• TASK OBJECTIVE
Match the word "coat". Return each line of the data below where it appears.

• DATA UNDER STUDY
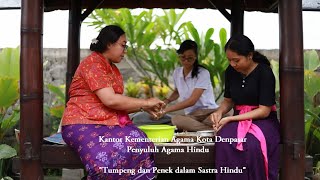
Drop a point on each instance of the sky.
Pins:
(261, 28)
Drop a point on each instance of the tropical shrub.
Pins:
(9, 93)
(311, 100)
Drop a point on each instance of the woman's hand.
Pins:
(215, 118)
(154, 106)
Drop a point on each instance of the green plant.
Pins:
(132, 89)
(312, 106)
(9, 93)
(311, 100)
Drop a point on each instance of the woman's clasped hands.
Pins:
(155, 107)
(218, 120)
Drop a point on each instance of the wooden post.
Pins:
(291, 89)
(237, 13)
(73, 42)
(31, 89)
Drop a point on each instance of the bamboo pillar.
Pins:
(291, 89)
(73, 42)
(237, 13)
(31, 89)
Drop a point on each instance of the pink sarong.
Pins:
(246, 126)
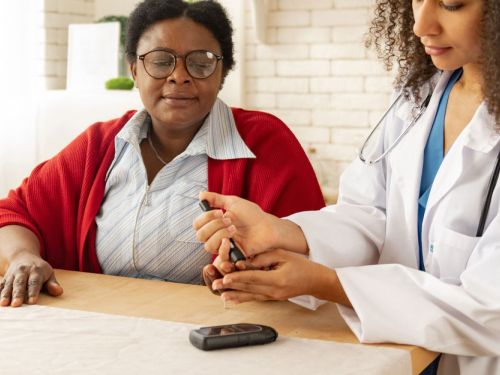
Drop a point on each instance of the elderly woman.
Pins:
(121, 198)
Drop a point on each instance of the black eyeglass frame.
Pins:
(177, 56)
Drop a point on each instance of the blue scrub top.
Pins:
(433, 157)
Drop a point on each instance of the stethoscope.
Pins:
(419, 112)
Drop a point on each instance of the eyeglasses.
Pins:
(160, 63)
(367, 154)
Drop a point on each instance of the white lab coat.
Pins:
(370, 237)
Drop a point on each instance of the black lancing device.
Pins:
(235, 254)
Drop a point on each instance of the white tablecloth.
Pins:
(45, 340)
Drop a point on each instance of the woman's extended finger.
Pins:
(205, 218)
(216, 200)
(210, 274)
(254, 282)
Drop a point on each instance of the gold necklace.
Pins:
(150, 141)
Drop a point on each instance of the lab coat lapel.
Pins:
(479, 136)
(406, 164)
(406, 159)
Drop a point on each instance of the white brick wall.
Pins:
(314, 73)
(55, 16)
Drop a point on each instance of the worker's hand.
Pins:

---

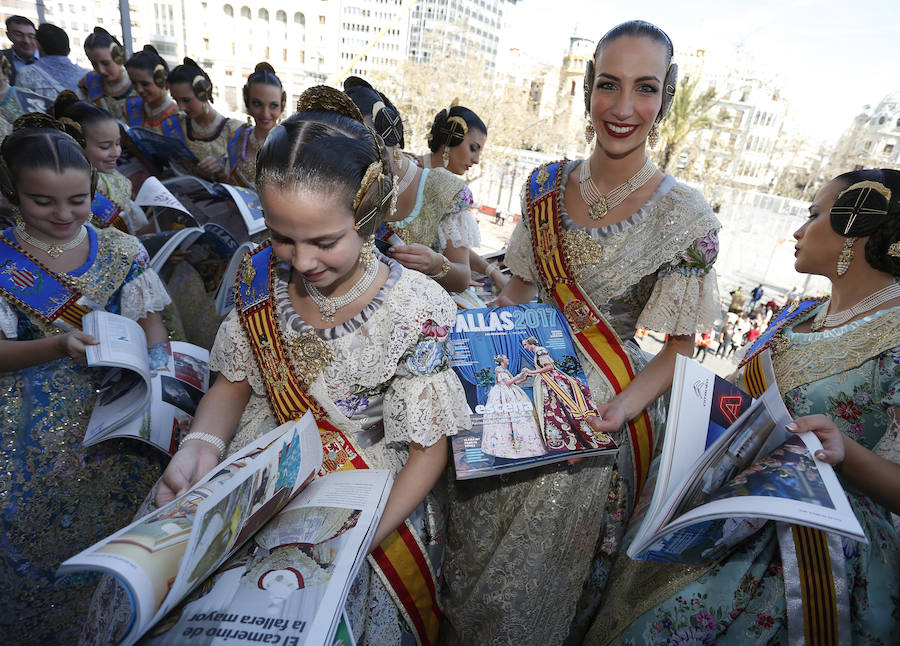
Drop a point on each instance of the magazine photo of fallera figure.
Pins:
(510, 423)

--

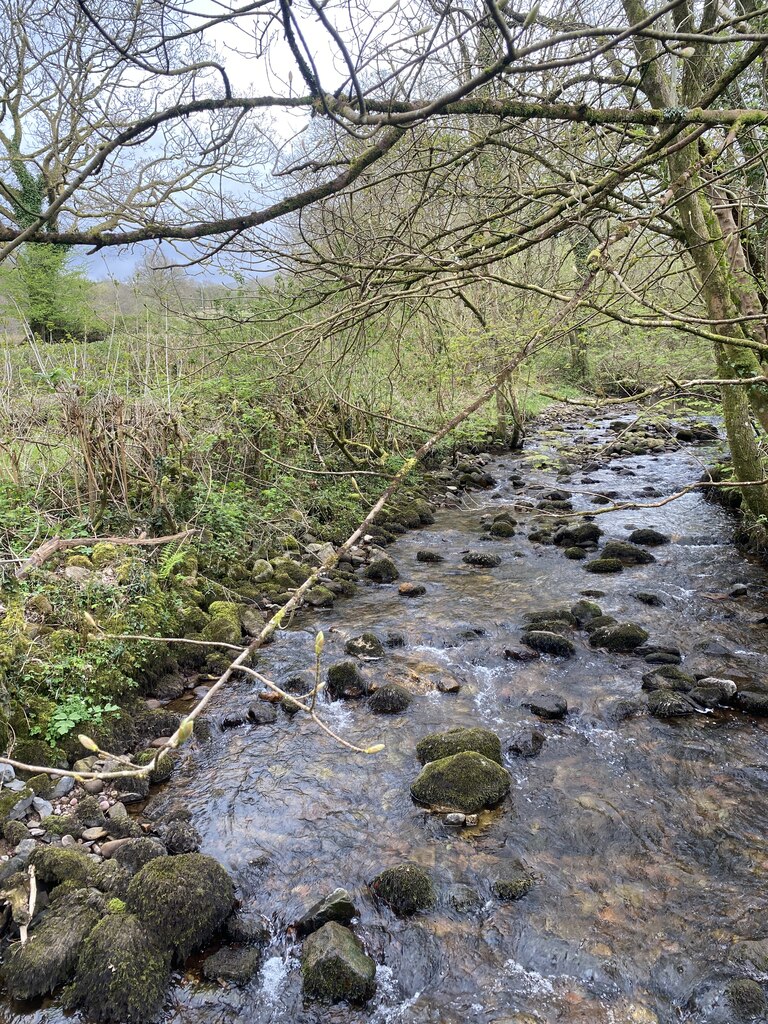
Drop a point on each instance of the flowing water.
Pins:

• RESULT FOR THIS TASK
Drop a point on each instance of the white lab coat.
Drop a point on each instance of the lab coat lapel.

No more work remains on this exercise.